Below is a forum thread comparing two TVs. List the username of every person who posts in it.
start Page excerpt
# Samsung 32F6400 or Sony 32W670a



## kevin.abhi (May 1, 2013)

guys, I am planning to buy a 32 inches TV(2013 model) in the next month. So I have decided to go for either samsung or sony but I am unable to finalize between these two models.
Samsung 32F6400 and Sony 32W670a
after a research and analysis on TV's, found that 2 tv's are having 100hz refresh rate panels, specified in their technical terms.
sony having 24p true movie and samsung not sure.
I do watch a lot of movies in SD and especially cricket. So here I need a TV which is having a better picture quality.
I went upto many stores to compare both tv's and F6400 is not yet available in the stores. so couldnt compare both interms of PQ.
3D is not so important for me, but I dont mind if it has better PQ over the other.
and also heard that Sony is now supporting all Video formats in playback.
and most important thing is durability.
please suggest. 
I am still having lot of queries, I will slowly open up in this thread.


----------



## Minion (May 1, 2013)

Get Sony 32W670A. Since you will be watching lots of SD Sony has better noise reduction than Samsung.


----------



## randomuser111 (May 1, 2013)

F6400 is a MASSIVE disappointment picture quality wise. Please stay away from it. !!

32W670 is pretty much the best 32" TV you can buy.
end Page excerpt
start Excerpted records
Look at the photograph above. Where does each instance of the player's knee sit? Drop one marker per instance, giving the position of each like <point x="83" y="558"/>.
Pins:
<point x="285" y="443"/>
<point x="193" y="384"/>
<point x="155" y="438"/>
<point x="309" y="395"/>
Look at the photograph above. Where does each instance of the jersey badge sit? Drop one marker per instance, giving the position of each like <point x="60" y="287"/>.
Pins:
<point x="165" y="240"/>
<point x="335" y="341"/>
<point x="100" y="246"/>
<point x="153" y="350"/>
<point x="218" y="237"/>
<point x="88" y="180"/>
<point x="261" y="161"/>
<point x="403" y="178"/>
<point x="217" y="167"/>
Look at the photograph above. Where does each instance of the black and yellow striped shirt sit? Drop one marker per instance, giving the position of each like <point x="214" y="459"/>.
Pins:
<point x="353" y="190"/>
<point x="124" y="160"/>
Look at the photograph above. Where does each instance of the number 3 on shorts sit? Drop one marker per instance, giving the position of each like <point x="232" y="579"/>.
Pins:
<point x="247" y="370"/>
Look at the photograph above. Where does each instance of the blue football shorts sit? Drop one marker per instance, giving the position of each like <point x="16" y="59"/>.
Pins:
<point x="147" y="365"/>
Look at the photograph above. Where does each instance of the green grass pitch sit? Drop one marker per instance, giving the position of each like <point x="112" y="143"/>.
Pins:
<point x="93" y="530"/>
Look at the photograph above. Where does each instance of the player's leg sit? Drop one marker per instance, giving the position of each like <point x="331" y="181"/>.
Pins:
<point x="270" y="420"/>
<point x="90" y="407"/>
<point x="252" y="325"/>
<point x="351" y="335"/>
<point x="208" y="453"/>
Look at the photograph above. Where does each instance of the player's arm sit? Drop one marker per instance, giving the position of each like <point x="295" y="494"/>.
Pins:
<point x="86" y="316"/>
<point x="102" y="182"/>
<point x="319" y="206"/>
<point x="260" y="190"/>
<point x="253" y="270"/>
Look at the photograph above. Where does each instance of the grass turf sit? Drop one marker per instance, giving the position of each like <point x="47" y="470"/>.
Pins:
end Excerpted records
## Correct response
kevin.abhi, Minion, randomuser111